**Problem statement:**
Copy out, word for word, the part of the passage on the srauta and grhya sutras that opens with the words containing "One conclusion to" and closes with "theory preceeded practice.".

**Provided text:**
────────
Smith seems to read too much in to the fact that the grhya manuals refer to
srauta manuals. Srauta sutras would have come into existence earlier
for the simple reason that srauta rituals were more complicated and
rarer, and consequently, future priests would be less likely to learn them
by observation. A need for codification of the grhya rituals was not felt
till the srauta sutras became common. The reason the grhya sutras refer to
srauta sutras is keep the former as short as possible, not because the
grhya rituals were 'conceived' as 'simplifications' of the srauta rituals.

One conclusion to be drawn from the long digression above is that the
various rituals were evolving in the vedic period, and the sutras are
simply the codifications of the rituals as they existed in the autors'
milieu. The speculations of the brahmanas are attempts to explain the
ritual practices of the time, rather than attempts to justify the rituals
as they were 'conceived'. We cannot assume, as Smith apparently does, that
theory preceeded practice.
────────
**Source data:**
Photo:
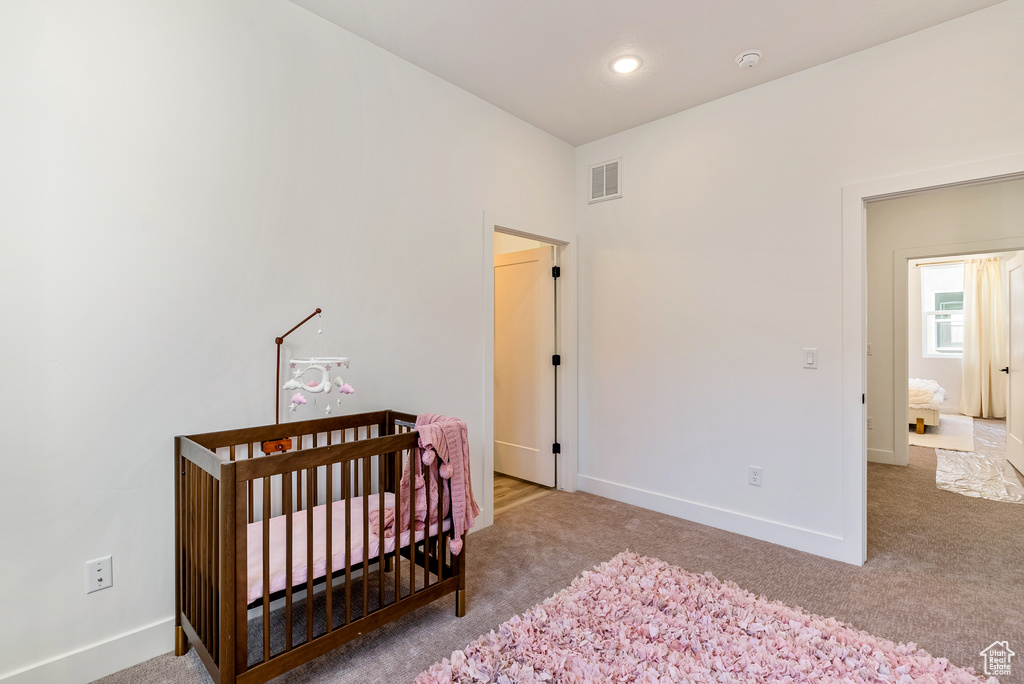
────────
**Response to this task:**
One conclusion to be drawn from the long digression above is that the
various rituals were evolving in the vedic period, and the sutras are
simply the codifications of the rituals as they existed in the autors'
milieu. The speculations of the brahmanas are attempts to explain the
ritual practices of the time, rather than attempts to justify the rituals
as they were 'conceived'. We cannot assume, as Smith apparently does, that
theory preceeded practice.